News and stories

Kiwi kids learn how to keep pests out


10 January 2020

With the brown marmorated stink bug and Mycoplasma bovis becoming household names, New Zealand is vulnerable to more biosecurity threats than ever before. But a new interactive session, developed by Biosecurity New Zealand, is recruiting Kiwi kids in the fight against unwanted pests and diseases.

The first-of-its-kind session, which ran as part of the triennial New Zealand Scout Jamboree at Mystery Creek in Hamilton this month, saw more than 1000 youngsters aged 11-15 learn the importance of biosecurity.

“Our whole economy here in New Zealand relies on us remaining free from a lot of the pests and diseases which plague other countries,” said Ruth Burdekin, the Biosecurity New Zealand senior business advisor who facilitated the initiative.

“The session was really popular with the kids.

“We ended up running it four times a day over six days, and had twice as many kids participate than expected.”

The session required Scouts to use the coordinated incident management system (CIMS) to solve the scenario of what they could do if the menacing brown marmorated stink bug were to be found in New Zealand.

And in true Scout spirit, they earned themselves a biosecurity protection badge for their participation.

“It helped to teach the kids the importance of biosecurity, how challenging it is, and the kinds of places that they can fit into the system and make a contribution.”
__________________________________________________
## Problem requirements
Reproduce the part of the biosecurity article that opens with the words containing "With the brown" and closes with "with the kids.". The rows come from a separate source, not from the biosecurity article.
__________________________________________________
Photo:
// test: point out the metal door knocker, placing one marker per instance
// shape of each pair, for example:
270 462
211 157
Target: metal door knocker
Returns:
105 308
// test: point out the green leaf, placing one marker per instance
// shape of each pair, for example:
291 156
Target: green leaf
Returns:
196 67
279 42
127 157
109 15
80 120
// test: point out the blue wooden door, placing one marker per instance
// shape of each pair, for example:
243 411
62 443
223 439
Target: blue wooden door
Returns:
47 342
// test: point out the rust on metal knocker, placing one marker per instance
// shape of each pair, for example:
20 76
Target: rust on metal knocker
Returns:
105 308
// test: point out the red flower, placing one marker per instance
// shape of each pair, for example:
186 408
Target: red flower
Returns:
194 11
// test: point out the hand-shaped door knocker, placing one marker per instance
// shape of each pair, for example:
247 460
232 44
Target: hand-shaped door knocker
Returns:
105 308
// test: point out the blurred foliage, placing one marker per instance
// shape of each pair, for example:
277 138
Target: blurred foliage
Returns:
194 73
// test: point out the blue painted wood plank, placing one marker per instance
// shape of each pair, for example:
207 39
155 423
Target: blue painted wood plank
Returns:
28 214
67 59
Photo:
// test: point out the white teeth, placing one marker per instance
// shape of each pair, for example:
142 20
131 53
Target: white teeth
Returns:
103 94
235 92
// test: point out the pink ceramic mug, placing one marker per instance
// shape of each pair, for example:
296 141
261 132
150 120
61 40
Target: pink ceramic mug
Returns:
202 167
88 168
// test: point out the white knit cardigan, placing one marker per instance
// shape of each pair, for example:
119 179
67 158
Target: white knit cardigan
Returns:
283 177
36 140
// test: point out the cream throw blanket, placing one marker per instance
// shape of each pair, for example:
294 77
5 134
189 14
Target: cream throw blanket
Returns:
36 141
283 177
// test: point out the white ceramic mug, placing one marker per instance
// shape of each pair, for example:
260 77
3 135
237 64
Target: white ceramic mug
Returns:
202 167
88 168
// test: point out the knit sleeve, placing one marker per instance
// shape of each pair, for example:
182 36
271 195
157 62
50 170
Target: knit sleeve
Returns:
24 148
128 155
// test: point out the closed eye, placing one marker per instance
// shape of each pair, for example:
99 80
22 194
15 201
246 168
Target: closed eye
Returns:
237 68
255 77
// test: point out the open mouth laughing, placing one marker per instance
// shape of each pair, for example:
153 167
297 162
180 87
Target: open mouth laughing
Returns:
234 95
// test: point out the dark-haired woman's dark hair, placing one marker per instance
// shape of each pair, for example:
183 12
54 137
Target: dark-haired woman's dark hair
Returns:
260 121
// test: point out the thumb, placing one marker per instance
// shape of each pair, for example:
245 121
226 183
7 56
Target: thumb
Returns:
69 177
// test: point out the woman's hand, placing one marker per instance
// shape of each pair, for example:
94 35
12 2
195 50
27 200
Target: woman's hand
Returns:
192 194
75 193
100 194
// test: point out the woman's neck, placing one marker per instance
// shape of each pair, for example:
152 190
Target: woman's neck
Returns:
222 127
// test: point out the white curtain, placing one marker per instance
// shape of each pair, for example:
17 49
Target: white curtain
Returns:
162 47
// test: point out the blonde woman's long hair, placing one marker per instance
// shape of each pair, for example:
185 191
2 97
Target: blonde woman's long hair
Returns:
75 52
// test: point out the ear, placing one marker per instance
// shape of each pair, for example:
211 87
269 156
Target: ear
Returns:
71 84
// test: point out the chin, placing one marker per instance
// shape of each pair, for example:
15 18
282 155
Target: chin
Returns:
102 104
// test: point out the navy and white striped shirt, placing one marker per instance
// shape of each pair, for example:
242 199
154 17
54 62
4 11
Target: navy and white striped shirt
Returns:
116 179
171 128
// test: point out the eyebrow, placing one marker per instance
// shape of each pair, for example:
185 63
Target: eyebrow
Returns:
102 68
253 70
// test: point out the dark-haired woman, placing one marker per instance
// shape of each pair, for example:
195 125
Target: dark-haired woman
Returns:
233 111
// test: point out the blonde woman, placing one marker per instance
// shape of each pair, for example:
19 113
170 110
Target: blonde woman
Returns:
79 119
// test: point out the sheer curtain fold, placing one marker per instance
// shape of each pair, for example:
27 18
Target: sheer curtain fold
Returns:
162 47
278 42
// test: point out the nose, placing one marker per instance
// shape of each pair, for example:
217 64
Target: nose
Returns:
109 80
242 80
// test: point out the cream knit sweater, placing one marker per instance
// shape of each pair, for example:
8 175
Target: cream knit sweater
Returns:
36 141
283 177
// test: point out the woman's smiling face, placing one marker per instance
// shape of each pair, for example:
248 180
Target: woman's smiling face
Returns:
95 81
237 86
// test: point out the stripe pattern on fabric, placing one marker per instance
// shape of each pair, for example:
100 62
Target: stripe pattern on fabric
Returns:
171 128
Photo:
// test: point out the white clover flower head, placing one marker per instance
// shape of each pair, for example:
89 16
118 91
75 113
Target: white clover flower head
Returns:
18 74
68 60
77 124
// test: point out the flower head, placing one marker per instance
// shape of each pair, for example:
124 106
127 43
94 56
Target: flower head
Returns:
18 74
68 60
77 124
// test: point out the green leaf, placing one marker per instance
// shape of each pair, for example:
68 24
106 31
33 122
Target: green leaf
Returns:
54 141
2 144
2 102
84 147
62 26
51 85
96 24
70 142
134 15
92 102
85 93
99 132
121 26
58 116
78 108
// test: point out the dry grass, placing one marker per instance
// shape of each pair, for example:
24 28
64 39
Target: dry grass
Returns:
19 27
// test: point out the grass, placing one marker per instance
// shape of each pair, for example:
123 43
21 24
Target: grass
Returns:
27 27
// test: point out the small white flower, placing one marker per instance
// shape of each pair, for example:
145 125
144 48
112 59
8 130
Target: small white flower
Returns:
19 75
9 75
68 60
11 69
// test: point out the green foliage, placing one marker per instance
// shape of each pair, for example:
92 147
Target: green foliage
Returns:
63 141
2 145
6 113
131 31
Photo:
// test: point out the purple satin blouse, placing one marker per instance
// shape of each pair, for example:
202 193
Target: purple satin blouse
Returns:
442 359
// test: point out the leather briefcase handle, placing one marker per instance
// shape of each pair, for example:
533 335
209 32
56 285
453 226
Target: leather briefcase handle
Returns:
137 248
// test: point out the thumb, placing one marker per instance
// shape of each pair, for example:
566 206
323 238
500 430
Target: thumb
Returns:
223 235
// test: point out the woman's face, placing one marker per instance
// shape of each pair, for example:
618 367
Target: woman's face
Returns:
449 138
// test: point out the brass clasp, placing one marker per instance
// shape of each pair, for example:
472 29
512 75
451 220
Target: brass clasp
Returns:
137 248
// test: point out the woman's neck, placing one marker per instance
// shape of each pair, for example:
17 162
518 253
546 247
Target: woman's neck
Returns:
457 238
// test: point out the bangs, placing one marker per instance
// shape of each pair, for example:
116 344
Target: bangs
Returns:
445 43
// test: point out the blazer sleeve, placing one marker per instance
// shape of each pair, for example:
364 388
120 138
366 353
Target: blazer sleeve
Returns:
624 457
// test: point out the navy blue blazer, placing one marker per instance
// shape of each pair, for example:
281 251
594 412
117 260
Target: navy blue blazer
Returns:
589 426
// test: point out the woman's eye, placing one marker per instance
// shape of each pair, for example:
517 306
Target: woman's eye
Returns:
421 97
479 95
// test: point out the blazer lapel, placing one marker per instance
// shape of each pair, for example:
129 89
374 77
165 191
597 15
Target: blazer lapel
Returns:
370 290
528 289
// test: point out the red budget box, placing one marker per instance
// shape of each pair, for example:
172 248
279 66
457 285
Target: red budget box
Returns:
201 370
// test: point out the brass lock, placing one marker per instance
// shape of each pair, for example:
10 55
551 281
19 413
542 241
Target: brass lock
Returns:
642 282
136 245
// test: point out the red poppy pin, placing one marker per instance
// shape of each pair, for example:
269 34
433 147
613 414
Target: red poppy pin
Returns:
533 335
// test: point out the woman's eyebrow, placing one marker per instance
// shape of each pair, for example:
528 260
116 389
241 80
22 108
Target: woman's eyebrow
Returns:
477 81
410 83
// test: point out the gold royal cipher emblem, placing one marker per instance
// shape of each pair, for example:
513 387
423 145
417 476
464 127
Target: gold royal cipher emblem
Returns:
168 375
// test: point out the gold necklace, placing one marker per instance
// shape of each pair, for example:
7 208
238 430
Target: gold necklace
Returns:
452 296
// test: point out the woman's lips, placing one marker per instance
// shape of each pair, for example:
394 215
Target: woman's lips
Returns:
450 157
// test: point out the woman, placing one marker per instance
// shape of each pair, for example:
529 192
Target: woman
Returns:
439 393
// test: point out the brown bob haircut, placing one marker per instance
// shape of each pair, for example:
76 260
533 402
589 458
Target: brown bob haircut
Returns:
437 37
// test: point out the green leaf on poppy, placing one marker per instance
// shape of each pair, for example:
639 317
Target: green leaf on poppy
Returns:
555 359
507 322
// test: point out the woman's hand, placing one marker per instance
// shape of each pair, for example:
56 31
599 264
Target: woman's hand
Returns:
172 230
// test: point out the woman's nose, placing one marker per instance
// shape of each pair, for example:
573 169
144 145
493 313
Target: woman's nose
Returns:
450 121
__________________________________________________
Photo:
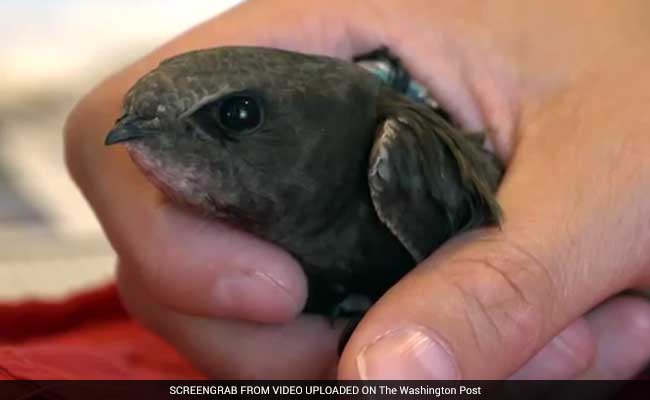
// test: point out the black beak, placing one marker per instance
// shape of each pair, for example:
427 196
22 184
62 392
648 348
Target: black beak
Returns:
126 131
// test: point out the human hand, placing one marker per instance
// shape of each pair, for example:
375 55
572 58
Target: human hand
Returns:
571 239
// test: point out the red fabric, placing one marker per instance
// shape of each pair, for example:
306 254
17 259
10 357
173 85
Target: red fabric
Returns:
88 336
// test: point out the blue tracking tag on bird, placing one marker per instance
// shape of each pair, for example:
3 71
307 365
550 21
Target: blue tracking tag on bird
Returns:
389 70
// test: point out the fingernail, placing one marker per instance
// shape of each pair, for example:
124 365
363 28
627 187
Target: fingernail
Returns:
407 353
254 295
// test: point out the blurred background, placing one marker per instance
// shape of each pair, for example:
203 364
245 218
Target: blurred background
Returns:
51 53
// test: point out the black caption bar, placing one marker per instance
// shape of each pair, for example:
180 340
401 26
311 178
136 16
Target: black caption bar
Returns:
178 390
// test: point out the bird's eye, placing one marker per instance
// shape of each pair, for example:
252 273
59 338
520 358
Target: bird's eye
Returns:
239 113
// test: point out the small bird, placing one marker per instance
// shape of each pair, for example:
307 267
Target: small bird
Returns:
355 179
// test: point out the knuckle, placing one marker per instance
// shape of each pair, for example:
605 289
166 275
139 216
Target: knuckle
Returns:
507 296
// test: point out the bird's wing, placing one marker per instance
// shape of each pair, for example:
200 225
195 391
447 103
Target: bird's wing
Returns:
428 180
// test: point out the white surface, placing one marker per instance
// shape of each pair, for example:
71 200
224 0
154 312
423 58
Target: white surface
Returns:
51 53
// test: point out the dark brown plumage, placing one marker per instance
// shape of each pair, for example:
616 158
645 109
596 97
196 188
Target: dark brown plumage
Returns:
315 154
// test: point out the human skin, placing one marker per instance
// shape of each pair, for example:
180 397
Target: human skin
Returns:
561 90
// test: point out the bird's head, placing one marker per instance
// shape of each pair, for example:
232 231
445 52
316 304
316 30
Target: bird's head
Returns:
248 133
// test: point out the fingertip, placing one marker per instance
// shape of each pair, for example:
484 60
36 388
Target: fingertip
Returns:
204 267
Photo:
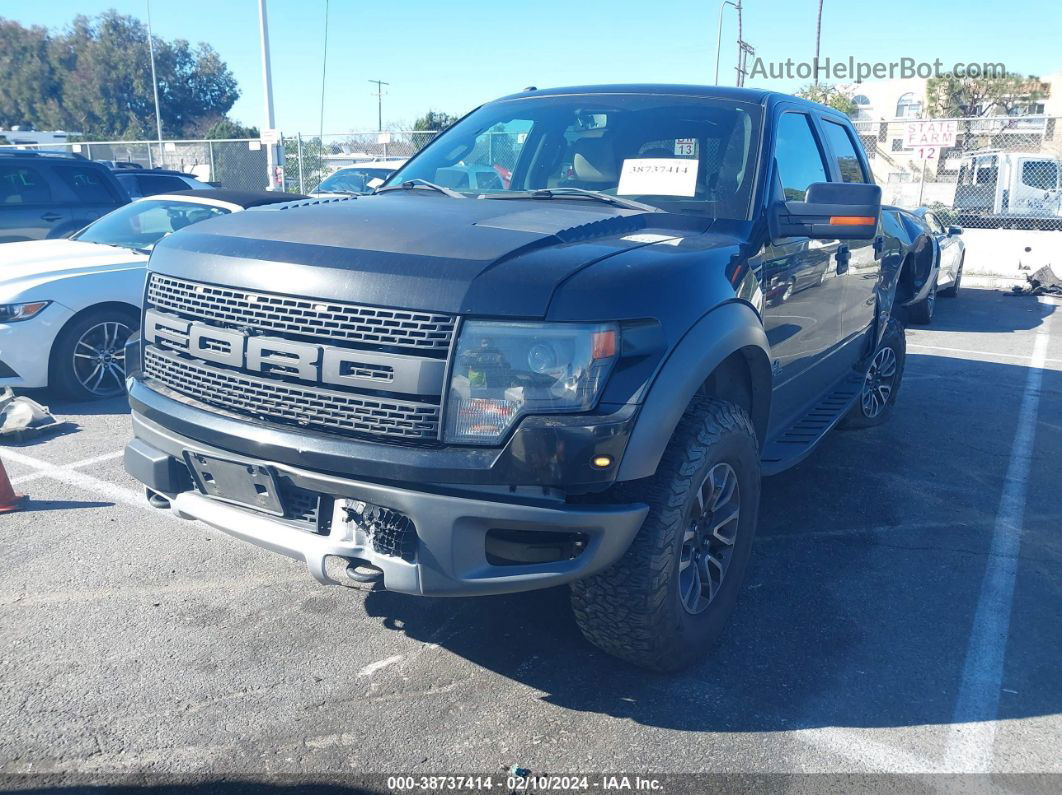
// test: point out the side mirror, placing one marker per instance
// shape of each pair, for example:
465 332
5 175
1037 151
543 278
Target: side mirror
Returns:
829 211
__________________________________________________
## Solution
With the brown marmorated stink bug and Mycoplasma bovis becoming household names, New Zealand is vulnerable to more biosecurity threats than ever before. But a new interactive session, developed by Biosecurity New Zealand, is recruiting Kiwi kids in the fight against unwanted pests and diseases.

The first-of-its-kind session, which ran as part of the triennial New Zealand Scout Jamboree at Mystery Creek in Hamilton this month, saw more than 1000 youngsters aged 11-15 learn the importance of biosecurity.

“Our whole economy here in New Zealand relies on us remaining free from a lot of the pests and diseases which plague other countries,” said Ruth Burdekin, the Biosecurity New Zealand senior business advisor who facilitated the initiative.

“The session was really popular with the kids.